**Exercise prompt**
Select every line of the entries below that contains the string "stone" and copy each such line.

**Dataset entries**
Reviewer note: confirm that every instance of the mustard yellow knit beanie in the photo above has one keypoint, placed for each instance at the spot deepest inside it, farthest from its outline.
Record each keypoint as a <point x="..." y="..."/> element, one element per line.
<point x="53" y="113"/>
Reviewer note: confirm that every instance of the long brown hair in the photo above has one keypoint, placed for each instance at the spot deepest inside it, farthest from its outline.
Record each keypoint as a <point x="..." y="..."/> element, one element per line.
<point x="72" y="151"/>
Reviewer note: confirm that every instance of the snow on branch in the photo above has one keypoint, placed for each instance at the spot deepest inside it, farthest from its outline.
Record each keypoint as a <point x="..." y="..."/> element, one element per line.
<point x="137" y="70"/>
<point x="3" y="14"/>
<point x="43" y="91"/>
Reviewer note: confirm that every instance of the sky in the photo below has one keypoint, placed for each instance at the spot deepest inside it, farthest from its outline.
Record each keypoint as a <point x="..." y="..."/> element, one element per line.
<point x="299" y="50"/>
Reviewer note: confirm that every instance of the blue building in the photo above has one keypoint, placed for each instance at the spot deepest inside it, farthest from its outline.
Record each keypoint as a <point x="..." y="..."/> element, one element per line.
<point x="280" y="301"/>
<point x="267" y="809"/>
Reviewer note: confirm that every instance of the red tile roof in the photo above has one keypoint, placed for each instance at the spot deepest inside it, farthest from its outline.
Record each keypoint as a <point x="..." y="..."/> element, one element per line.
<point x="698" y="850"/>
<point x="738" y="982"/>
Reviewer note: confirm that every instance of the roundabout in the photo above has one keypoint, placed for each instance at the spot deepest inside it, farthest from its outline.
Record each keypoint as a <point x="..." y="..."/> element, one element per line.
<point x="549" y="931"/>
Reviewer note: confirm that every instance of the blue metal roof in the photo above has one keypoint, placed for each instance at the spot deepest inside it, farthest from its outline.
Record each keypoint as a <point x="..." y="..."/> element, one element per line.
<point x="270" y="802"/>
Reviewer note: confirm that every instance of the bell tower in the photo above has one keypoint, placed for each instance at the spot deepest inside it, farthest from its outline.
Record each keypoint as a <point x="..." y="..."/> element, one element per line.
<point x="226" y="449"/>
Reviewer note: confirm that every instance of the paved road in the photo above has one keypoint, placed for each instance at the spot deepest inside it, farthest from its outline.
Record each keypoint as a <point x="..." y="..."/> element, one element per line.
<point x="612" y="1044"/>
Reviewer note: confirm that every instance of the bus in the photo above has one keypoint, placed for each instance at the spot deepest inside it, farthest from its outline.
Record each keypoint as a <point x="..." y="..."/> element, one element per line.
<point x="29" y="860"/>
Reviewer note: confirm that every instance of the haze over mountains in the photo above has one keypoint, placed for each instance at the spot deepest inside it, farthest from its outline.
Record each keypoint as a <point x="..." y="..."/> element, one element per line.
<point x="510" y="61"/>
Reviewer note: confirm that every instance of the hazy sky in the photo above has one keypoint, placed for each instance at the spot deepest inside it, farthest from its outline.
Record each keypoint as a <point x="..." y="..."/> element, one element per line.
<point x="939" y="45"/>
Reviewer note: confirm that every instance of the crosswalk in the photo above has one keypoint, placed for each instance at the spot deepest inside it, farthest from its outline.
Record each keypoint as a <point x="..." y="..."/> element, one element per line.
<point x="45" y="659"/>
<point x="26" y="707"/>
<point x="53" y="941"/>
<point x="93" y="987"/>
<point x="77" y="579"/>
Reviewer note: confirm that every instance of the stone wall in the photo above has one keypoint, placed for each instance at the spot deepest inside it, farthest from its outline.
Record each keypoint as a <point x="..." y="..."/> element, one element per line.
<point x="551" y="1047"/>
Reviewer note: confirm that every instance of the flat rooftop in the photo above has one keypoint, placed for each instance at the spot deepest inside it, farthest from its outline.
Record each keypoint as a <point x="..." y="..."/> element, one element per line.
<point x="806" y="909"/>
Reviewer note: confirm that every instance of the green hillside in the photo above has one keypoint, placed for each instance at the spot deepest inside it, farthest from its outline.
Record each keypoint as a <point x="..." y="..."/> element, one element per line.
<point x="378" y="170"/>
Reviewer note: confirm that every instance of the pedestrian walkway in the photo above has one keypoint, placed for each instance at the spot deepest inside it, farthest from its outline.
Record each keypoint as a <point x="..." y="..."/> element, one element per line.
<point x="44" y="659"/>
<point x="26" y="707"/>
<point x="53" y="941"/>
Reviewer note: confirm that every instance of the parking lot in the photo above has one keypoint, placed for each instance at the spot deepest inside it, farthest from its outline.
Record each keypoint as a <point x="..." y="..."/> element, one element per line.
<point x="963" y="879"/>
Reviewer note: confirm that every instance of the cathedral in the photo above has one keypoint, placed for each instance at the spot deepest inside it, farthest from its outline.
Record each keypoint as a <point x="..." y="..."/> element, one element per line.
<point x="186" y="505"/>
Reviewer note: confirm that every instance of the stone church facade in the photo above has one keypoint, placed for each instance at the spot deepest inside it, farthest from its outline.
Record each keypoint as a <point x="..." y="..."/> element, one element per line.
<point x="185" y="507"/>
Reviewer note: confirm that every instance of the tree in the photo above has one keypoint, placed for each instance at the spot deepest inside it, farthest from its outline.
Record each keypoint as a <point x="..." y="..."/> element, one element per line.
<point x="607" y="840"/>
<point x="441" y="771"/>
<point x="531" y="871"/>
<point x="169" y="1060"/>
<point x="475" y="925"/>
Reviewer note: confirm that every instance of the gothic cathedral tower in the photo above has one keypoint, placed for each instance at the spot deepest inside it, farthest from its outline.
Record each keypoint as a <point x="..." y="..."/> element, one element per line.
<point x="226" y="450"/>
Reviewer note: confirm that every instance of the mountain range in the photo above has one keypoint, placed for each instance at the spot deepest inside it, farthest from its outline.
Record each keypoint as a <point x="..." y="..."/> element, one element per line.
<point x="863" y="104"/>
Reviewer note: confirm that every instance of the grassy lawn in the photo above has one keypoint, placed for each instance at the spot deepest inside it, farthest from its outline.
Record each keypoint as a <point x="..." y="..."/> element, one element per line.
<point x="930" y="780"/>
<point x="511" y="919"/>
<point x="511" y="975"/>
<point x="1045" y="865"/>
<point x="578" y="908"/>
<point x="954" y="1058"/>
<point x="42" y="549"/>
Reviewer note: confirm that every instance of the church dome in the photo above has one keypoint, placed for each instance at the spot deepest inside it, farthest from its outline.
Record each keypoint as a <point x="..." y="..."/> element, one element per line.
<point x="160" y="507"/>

* * *

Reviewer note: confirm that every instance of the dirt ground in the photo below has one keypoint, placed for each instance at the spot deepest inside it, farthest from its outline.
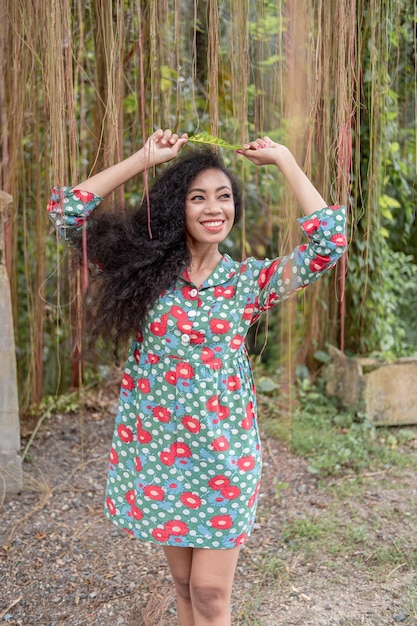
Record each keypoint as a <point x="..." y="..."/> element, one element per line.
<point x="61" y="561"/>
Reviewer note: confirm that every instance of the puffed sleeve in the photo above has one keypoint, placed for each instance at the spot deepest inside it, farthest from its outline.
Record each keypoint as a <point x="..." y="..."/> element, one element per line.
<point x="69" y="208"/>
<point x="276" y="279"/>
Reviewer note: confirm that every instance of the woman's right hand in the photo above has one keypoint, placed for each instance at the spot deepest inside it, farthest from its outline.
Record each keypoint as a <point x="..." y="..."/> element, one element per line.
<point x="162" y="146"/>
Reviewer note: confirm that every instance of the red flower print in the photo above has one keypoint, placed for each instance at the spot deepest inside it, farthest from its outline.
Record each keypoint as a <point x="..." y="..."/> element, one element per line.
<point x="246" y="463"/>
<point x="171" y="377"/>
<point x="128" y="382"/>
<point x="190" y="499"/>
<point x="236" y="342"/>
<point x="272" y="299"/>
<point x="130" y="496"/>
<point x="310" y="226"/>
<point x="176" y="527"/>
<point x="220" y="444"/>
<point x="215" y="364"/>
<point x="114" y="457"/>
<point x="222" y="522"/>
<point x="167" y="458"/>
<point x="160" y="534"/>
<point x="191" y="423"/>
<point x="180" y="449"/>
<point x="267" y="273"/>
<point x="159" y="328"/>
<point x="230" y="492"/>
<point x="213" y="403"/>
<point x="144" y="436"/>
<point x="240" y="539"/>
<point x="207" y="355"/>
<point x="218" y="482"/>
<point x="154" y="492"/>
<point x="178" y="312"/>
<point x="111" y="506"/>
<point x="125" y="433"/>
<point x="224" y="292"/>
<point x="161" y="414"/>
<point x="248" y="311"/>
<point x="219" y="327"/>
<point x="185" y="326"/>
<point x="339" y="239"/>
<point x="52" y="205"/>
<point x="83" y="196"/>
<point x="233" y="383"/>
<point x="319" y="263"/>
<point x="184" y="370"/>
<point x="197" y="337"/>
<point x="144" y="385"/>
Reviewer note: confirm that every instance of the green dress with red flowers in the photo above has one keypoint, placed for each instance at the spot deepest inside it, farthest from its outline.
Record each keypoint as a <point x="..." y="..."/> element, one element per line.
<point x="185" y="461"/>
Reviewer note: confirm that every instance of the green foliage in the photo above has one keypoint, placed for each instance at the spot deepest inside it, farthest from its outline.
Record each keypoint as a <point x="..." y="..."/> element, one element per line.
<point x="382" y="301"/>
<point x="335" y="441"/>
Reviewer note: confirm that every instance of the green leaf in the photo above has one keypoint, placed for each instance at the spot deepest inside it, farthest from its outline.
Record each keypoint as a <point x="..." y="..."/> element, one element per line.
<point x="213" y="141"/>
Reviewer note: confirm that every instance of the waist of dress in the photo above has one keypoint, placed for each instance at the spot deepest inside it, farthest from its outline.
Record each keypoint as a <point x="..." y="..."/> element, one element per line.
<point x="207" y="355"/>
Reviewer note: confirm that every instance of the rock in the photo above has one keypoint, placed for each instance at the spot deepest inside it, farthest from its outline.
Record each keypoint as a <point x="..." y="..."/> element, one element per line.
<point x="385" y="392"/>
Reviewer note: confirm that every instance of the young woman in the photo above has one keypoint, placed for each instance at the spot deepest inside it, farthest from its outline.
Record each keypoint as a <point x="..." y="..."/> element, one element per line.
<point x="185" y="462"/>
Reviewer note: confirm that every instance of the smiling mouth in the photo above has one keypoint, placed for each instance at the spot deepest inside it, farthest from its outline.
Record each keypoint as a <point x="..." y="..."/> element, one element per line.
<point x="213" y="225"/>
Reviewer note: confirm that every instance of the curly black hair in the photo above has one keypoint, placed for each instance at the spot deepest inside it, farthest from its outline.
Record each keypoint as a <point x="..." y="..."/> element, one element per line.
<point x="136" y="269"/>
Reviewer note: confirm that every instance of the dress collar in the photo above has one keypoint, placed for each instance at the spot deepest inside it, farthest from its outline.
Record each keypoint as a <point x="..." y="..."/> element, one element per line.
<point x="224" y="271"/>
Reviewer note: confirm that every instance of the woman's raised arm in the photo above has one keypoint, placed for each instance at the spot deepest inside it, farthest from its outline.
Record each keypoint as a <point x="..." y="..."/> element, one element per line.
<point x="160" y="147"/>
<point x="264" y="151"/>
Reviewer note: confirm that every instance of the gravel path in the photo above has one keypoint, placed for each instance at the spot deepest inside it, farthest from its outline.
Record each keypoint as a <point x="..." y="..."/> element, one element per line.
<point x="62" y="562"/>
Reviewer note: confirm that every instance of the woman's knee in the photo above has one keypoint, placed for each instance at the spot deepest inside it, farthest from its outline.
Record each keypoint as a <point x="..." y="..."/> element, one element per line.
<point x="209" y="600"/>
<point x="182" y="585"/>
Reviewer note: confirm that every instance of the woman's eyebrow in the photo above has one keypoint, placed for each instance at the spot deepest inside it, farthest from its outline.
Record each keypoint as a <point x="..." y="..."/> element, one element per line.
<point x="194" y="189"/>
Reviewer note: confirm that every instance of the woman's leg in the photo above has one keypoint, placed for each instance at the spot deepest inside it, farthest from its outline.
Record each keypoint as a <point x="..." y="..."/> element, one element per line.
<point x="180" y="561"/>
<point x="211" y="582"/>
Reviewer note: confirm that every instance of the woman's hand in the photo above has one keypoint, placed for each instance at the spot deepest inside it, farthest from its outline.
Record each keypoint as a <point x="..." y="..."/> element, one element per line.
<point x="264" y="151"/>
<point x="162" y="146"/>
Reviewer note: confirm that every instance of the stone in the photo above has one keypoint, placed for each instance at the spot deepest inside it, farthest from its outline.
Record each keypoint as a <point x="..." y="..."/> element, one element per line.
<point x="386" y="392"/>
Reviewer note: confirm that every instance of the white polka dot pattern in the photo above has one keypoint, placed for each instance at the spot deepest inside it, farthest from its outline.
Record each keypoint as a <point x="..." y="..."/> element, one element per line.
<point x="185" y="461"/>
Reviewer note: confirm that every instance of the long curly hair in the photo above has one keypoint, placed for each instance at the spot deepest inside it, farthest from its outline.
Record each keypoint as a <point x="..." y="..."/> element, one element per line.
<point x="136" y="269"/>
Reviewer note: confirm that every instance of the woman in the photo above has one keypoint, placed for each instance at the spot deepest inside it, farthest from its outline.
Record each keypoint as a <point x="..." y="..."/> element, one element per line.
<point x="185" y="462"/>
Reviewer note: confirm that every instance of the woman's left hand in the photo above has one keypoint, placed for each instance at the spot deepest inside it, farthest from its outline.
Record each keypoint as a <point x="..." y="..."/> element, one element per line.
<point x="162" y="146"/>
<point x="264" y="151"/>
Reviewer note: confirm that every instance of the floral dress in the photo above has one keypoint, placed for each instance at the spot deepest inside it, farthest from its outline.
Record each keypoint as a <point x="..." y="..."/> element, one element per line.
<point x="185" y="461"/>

**Exercise result**
Reviewer note: confirm that every instance of the stone wall in the photo above has one keypoint, placed for each instance at the spot deepest inside it, farthest from its outline.
Reviewer note: confirm that every instance of the stone church facade in the photo above has one keypoint, placed for each instance at the spot deepest inside it, farthest from its outline.
Reviewer note: confirm that every instance of the stone in the photo above has one keypoint, placed for each instance at the spot deepest inside it, farthest from its outline.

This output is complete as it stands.